Wintermute and others added 5 commits May 14, 2026 23:13
The RSS watchdog triggers gracefulShutdown() which exits with code 0.
The supervisor was counting ALL exits < 5min as crashes, including
clean code=0 exits. After 10 watchdog-triggered restarts (typical with
a 96K-page brain where autopilot inflates RSS), the supervisor gave up
with max_crashes_exceeded.

Fix: code=0 exits reset crashCount to 0 and restart immediately with
no backoff. Only code≠0 exits count toward the crash limit.

Root cause: process.memoryUsage().rss reports 7GB during autopilot
sync on large repos (possibly shared page inflation from git mmap).
The 4096MB threshold triggers on every cycle. This is a separate
issue (RSS measurement accuracy) but the supervisor should handle
clean exits regardless.
process.memoryUsage().rss returns VmRSS which includes file-backed
mmap'd pages. On repos with large git packfiles (96K+ pages), git
operations inflate VmRSS to 7GB+ while actual heap usage is ~100MB.
The kernel reclaims these pages under memory pressure — they're cache.

Replace with /proc/self/status RssAnon + RssShmem which measures only
anonymous pages (heap, stack, anonymous mmap). This is the memory that
actually matters for OOM risk.

Falls back to process.memoryUsage().rss on non-Linux.

Before: watchdog triggers every autopilot cycle (7GB VmRSS > 4GB threshold)
After:  watchdog only triggers on real memory growth (~100MB << 4GB threshold)

Related: #1002 (supervisor crash-count fix for the same symptom)
MinionSupervisor and src/commands/autopilot.ts each owned a separate
spawn-and-respawn loop. PR #1003 fixed the supervisor's crash-counter
bug (counting code=0 watchdog drains as crashes) but the autopilot
loop has the same bug class. Worse, the as-shipped #1003 fix reset
crashCount=0 on every code=0 exit, which lost the "flapping worker"
signal in mixed-exit sequences.

Extract the shared spawn loop into ChildWorkerSupervisor so both
consumers compose one tested core. The new class bakes in two
amendments resolved during plan-eng-review:

D1 (lastExitCode track): code=0 exits no longer touch crashCount.

****************

◆ Work request ◆
According to the commit notes, what measurement replaces process.memoryUsage().rss on Linux? The listing comes from a separate source and is unrelated to the commit notes.

◆ Data extract ◆
****************

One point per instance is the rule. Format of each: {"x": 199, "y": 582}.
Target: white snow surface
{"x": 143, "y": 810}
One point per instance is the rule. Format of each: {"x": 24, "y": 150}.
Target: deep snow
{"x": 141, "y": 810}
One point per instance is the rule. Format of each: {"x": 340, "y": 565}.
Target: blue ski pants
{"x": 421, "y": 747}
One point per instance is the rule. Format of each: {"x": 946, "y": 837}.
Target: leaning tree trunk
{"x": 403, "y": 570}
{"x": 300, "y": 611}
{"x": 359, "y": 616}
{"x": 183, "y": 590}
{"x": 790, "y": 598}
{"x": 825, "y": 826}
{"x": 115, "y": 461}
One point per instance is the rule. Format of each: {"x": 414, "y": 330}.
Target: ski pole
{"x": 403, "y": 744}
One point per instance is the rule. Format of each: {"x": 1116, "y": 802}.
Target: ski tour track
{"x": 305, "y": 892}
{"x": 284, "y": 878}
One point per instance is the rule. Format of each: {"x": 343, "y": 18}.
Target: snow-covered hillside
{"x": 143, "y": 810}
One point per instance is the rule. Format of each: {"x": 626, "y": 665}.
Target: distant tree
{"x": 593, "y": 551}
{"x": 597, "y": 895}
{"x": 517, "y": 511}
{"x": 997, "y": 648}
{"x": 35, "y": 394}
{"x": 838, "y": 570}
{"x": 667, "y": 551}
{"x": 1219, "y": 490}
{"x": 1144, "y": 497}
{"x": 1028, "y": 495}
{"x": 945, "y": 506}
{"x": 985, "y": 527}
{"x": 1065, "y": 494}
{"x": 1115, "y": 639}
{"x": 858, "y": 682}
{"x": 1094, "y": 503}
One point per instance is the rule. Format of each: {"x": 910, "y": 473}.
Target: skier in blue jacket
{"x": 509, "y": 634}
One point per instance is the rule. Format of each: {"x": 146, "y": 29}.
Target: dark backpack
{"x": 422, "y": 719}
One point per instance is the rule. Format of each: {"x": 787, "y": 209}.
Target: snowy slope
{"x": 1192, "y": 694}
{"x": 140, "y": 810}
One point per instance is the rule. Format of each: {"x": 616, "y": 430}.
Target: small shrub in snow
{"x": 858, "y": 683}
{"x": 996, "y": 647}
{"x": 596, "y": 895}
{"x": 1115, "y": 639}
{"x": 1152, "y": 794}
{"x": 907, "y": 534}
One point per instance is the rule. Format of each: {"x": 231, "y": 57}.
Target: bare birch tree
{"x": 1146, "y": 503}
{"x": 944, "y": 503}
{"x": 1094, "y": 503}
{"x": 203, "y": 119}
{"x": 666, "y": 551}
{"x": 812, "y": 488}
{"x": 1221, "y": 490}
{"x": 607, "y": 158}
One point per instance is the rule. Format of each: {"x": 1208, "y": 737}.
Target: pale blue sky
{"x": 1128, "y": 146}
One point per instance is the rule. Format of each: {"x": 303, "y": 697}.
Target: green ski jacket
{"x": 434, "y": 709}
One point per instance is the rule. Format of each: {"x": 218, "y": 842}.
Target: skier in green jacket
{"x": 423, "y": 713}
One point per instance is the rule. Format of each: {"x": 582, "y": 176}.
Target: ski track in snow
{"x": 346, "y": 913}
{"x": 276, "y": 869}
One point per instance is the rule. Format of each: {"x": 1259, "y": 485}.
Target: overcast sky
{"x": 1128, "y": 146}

****************

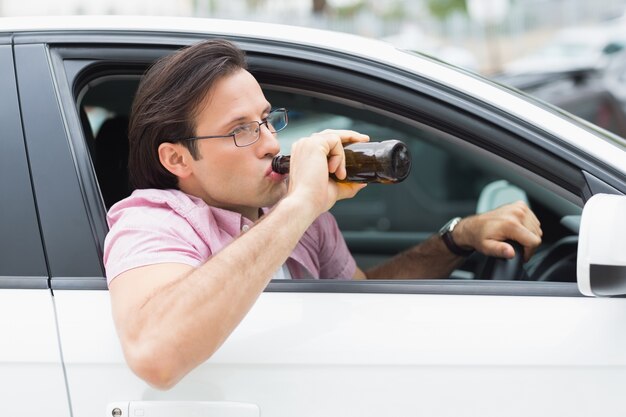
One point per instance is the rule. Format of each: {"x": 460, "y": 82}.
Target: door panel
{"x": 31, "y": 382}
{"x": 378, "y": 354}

****************

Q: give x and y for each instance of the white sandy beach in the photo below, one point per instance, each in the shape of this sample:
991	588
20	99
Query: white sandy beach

****************

◆ Output of the exercise ◆
RssAnon plus RssShmem from /proc/self/status.